■ **The task**: Extract every line in the items below that contains the string "grass", and copy each such line in full. Case matters when matching.

■ **Records provided**:
________

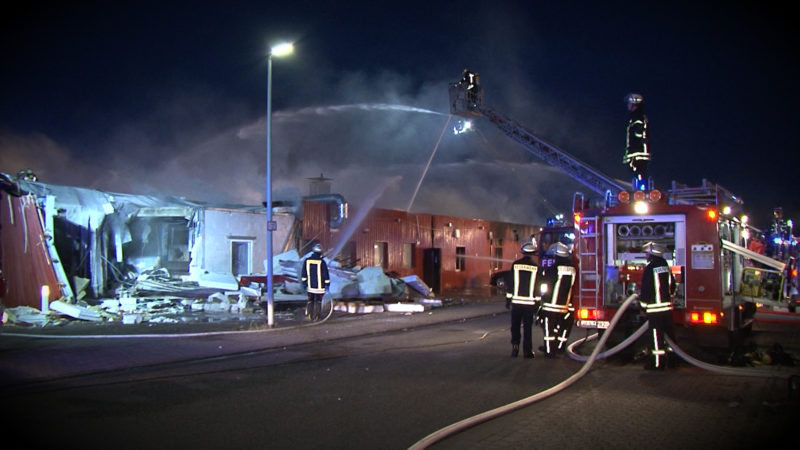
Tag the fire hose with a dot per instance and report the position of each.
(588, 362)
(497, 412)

________

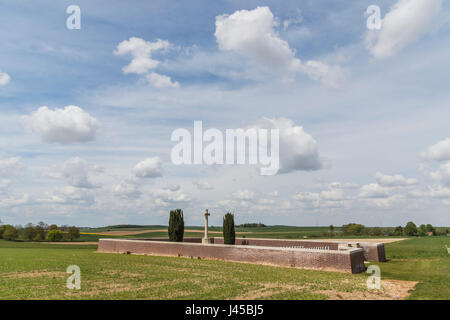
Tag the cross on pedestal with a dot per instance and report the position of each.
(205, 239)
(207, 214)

________

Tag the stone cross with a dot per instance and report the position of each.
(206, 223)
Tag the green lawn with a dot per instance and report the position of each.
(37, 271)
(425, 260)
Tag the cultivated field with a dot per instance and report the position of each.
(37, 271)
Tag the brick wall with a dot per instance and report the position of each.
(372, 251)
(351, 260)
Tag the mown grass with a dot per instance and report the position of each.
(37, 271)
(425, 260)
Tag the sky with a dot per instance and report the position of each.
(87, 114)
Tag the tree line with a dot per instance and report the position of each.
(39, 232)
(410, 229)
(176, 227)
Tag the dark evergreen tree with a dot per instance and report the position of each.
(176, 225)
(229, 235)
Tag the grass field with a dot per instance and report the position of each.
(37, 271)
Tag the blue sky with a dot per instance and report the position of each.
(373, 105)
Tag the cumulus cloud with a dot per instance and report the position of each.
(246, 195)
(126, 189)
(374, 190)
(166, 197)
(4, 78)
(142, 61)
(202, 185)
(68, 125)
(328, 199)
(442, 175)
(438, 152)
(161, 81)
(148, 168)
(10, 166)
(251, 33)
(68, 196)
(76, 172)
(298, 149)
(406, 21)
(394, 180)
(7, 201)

________

■ **Solution for this exercise**:
Tag the mown grass with a dot per instance and report the position of each.
Tag the grass field with a dot per instance and report the position of each.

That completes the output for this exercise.